## ENTRIES
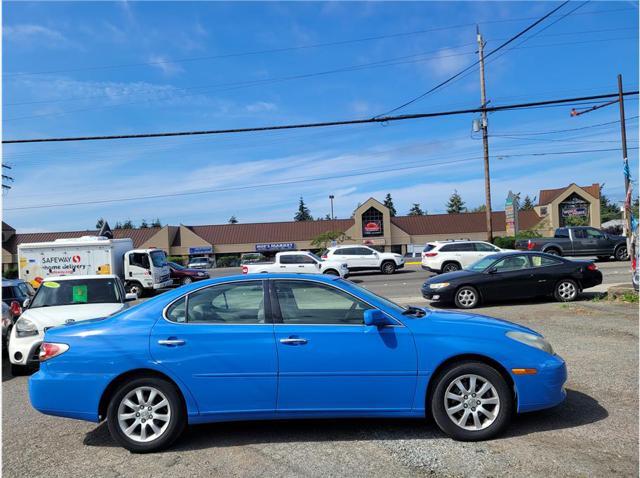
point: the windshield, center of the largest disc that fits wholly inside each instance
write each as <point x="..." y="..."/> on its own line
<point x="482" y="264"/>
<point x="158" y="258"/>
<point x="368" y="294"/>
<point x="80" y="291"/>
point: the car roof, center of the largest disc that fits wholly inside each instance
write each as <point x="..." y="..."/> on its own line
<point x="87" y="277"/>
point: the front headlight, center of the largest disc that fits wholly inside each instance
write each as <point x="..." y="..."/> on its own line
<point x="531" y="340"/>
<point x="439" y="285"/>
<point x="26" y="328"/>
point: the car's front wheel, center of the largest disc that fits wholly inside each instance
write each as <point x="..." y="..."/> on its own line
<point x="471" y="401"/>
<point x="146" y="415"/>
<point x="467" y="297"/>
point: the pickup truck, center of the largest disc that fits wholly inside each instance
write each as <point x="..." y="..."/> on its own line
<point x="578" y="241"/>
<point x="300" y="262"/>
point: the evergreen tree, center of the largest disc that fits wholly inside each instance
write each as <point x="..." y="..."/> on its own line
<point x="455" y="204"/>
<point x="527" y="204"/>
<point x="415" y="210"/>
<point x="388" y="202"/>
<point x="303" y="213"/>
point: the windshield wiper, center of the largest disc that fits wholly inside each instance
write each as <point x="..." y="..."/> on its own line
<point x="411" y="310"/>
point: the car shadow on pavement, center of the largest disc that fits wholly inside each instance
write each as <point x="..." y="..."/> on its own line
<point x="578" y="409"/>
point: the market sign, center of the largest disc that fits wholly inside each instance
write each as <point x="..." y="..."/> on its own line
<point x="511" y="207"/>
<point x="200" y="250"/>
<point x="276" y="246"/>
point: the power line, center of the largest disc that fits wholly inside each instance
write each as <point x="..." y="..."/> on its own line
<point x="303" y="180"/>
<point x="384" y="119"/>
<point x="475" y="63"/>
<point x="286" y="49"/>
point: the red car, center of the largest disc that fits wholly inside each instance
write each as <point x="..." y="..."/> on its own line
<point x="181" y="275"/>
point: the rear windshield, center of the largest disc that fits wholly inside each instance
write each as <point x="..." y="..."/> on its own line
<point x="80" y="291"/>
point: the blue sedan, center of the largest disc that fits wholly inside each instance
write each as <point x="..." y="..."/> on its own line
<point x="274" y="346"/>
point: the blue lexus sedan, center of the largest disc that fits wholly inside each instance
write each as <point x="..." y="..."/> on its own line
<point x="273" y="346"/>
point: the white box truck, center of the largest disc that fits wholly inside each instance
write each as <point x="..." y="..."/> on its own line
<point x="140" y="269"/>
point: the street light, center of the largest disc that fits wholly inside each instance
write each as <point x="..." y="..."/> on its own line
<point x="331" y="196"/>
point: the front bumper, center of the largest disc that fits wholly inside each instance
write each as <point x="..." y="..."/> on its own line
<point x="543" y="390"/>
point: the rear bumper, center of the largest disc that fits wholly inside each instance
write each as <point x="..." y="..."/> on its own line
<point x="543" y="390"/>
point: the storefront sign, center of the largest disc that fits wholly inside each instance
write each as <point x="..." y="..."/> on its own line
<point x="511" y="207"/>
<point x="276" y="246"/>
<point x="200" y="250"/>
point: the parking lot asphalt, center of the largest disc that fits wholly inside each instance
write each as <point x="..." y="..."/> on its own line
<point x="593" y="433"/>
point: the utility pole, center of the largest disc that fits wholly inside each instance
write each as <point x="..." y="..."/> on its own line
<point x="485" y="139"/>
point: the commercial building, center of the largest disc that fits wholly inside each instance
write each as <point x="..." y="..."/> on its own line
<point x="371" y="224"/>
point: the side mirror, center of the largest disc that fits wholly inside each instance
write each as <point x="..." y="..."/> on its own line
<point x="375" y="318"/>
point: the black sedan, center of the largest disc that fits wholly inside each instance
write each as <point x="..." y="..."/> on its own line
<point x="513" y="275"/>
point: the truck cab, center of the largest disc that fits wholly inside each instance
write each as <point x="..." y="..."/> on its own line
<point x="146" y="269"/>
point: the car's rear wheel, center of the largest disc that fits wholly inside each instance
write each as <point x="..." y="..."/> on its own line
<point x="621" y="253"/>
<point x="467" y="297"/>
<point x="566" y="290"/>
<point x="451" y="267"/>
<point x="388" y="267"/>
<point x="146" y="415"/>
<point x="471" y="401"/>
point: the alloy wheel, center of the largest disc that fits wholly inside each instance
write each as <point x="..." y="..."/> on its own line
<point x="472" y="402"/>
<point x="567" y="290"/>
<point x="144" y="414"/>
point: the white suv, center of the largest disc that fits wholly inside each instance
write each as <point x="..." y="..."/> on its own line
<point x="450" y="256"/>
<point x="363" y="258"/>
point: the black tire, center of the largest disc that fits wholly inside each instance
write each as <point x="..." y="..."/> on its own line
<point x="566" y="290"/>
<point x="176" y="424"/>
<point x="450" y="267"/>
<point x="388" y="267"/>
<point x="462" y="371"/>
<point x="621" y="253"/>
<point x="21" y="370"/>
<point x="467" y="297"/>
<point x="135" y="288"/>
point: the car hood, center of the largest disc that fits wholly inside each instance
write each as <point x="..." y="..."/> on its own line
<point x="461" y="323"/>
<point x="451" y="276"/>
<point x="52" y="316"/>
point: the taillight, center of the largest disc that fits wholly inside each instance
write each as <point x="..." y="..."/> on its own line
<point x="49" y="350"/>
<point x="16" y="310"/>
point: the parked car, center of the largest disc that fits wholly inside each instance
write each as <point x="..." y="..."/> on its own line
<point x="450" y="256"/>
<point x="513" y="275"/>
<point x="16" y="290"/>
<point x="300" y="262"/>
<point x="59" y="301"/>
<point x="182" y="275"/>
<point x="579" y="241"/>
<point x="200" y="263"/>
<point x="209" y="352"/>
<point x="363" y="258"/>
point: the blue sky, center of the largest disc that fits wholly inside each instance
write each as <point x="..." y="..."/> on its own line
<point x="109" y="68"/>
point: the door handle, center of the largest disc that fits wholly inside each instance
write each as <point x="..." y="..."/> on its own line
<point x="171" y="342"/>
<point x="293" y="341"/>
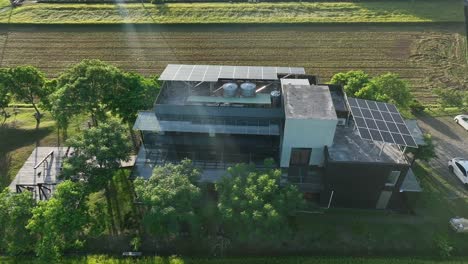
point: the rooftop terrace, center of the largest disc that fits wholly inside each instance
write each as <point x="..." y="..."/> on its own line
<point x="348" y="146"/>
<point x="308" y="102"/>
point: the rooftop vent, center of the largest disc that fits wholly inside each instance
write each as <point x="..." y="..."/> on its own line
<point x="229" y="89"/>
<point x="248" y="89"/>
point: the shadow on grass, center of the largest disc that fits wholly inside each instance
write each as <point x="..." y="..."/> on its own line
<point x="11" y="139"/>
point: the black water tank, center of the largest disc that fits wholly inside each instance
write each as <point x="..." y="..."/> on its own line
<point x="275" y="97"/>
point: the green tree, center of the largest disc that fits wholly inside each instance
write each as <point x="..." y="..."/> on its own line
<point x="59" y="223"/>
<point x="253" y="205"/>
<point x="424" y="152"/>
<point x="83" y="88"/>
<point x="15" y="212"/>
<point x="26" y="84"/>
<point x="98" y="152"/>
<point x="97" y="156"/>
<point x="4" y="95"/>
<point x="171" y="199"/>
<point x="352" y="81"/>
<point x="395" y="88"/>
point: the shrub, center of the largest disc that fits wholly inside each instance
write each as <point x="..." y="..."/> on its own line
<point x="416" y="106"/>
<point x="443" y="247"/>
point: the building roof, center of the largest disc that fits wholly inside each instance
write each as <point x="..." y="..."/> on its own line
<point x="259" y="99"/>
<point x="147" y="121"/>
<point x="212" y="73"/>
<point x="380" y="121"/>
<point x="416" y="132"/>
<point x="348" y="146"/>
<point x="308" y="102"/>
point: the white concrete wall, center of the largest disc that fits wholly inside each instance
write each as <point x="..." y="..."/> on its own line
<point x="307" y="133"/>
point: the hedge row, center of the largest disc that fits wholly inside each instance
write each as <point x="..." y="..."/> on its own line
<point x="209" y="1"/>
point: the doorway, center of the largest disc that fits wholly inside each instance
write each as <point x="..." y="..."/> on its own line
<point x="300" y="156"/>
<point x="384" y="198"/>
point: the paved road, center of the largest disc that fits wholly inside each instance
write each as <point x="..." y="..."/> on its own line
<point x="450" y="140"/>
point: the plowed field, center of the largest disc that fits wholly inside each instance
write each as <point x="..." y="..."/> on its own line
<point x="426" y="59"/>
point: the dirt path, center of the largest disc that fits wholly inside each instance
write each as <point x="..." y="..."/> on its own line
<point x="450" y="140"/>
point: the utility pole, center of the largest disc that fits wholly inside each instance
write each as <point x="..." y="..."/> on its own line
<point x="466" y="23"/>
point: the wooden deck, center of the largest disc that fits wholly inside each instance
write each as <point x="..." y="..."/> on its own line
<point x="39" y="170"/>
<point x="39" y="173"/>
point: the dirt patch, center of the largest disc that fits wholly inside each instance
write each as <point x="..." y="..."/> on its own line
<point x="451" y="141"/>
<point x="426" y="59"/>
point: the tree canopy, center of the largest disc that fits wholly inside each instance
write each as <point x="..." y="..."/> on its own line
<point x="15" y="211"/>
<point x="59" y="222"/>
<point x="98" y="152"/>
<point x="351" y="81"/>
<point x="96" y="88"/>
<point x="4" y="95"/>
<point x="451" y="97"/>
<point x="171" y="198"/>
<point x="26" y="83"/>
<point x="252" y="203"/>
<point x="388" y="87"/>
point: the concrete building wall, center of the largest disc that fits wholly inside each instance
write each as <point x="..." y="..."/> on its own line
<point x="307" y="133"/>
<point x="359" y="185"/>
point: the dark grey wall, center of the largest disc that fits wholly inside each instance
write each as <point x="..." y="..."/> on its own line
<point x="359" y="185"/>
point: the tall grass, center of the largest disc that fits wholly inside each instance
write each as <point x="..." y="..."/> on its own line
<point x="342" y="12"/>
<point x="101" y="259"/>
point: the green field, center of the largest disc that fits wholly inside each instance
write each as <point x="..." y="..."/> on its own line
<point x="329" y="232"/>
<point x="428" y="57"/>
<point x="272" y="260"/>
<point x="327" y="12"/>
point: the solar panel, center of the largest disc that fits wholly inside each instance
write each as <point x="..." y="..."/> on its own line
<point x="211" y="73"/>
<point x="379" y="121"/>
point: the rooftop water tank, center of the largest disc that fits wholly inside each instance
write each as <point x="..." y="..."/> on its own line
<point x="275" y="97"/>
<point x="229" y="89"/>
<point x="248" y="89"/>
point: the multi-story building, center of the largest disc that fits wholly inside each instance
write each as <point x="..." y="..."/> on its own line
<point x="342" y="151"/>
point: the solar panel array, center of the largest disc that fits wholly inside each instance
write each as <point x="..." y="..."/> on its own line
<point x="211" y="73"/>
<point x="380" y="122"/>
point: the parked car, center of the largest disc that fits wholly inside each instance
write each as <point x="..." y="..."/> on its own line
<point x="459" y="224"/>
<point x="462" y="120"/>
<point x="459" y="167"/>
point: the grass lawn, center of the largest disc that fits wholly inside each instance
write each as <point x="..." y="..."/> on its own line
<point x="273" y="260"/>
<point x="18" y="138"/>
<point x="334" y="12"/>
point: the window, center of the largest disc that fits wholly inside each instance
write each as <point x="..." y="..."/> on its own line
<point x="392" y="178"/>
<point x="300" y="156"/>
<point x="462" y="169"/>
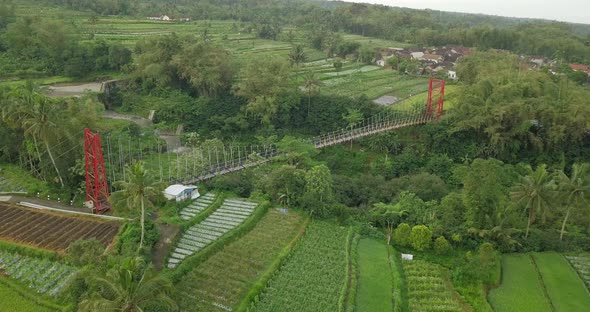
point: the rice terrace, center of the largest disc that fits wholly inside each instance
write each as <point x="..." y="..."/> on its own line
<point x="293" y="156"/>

## DIRECTIONS FOR THIS TASK
Copy the records starting with the line that contains "point: the window, center" and going on through the end of the records, swapping "rice terrace" for "vineyard" and leaving everything else unchanged. Omit the pictures.

## THE ANSWER
point: the window, center of the largest disc that fits wholly inside each instance
write each as <point x="..." y="..."/> on its own line
<point x="392" y="178"/>
<point x="300" y="156"/>
<point x="462" y="169"/>
point: the vineyard, center of the largest disc that fits wholly inside each instance
write each as <point x="..." y="..."/> on its own line
<point x="293" y="156"/>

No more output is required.